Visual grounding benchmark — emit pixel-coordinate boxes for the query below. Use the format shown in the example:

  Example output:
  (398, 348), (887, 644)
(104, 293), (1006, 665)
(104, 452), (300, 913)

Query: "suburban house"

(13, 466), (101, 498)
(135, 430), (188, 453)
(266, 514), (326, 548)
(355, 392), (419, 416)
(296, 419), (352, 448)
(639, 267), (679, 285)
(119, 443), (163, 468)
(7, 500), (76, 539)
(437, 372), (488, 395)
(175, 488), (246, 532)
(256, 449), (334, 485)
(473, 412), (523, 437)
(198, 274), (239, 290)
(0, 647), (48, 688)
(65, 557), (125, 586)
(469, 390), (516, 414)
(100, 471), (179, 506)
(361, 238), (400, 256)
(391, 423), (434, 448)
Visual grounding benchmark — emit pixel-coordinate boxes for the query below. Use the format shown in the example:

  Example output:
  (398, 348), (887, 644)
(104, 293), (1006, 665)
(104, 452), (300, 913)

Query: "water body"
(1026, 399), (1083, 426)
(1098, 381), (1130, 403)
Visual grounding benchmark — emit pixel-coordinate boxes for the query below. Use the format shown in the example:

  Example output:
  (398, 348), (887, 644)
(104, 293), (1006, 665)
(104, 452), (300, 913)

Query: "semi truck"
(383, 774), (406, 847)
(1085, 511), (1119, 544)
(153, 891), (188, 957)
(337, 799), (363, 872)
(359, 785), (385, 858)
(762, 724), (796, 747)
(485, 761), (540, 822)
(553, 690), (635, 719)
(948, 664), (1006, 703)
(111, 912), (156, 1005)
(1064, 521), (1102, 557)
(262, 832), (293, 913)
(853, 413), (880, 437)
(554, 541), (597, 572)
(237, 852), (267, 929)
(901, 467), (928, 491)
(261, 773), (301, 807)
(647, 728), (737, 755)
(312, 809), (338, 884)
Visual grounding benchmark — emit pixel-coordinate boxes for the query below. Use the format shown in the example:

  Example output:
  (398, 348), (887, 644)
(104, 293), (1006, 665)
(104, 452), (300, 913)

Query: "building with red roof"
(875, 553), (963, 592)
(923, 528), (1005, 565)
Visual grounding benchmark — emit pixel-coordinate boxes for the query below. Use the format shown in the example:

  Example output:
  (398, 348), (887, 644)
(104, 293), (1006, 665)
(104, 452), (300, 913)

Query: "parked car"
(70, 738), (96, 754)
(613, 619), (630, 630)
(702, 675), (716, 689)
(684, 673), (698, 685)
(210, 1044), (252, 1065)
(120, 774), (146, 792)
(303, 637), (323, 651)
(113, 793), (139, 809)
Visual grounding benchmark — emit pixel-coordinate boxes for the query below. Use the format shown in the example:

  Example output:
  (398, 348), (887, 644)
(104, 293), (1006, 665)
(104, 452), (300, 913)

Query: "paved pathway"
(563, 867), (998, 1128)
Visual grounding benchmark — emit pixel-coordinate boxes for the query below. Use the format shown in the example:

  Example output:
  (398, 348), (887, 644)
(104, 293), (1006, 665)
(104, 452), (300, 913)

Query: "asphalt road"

# # # #

## [Try it]
Copy out each record above exactly, leaving nothing out.

## [Solution]
Visual grounding benchmark — emit pixel-coordinate boxes for the query below. Use the format shown in the example:

  Example output:
  (398, 348), (887, 644)
(104, 293), (1006, 665)
(104, 452), (300, 913)

Query: "suburban house"

(13, 466), (101, 498)
(135, 430), (188, 453)
(266, 514), (326, 548)
(355, 392), (419, 416)
(296, 419), (352, 448)
(639, 267), (679, 285)
(119, 443), (163, 468)
(7, 500), (76, 539)
(437, 372), (488, 395)
(175, 488), (246, 532)
(256, 449), (334, 485)
(473, 412), (523, 437)
(198, 274), (239, 290)
(0, 647), (48, 688)
(65, 557), (125, 586)
(469, 390), (516, 414)
(100, 471), (179, 506)
(361, 238), (400, 256)
(391, 423), (434, 448)
Visual grounding benchmark — emit pixel-coordinate boxes for the query below. Use the format shown in the example:

  Example output:
  (398, 348), (887, 644)
(104, 293), (1006, 665)
(104, 452), (300, 913)

Query: "water body"
(1026, 399), (1083, 426)
(1098, 381), (1130, 403)
Visual grounding benchmark — emit pixel-coordinate boxes for the query below. Use the format shown in the example:

  Example output:
  (398, 348), (887, 644)
(104, 293), (1006, 665)
(104, 452), (300, 913)

Query: "semi truck"
(383, 774), (406, 847)
(1085, 511), (1119, 544)
(153, 891), (188, 957)
(337, 799), (363, 872)
(359, 785), (385, 858)
(762, 724), (796, 747)
(485, 761), (540, 822)
(553, 690), (635, 719)
(948, 664), (1006, 703)
(111, 912), (156, 1005)
(1064, 521), (1102, 557)
(262, 832), (293, 913)
(853, 413), (880, 437)
(554, 541), (597, 572)
(237, 852), (267, 929)
(901, 467), (928, 491)
(261, 773), (301, 807)
(647, 728), (737, 755)
(312, 809), (338, 884)
Visual grounding benchmark — emit pixel-coordinate boxes for the query below. Use the format shown in the example:

  Example output:
  (398, 348), (887, 644)
(104, 293), (1006, 665)
(104, 452), (300, 913)

Query: "building with red roof"
(875, 553), (963, 592)
(923, 528), (1005, 565)
Visual grounding benchmark — emit pixel-coordinate boxes for the query below. Use the format shown in the example:

  Example output:
  (398, 348), (887, 644)
(104, 293), (1006, 665)
(104, 452), (300, 913)

Query: "parked car"
(70, 738), (96, 754)
(613, 619), (630, 630)
(702, 675), (716, 689)
(684, 673), (698, 685)
(210, 1044), (252, 1065)
(120, 774), (146, 792)
(303, 637), (323, 651)
(113, 793), (139, 809)
Visual grounding benchmark — emit pixel-coordinate boxes for the query below. Use the format shown in the example:

  Example output:
  (398, 348), (887, 644)
(104, 293), (1006, 665)
(104, 452), (300, 913)

Query: "paved pathway"
(563, 867), (998, 1128)
Visual grounding benchmark — emit pixel-coordinate boxes for the query below. Use the format shown in the example:

  Example output:
  (398, 348), (887, 644)
(104, 293), (1006, 665)
(104, 452), (300, 913)

Query: "asphalt road"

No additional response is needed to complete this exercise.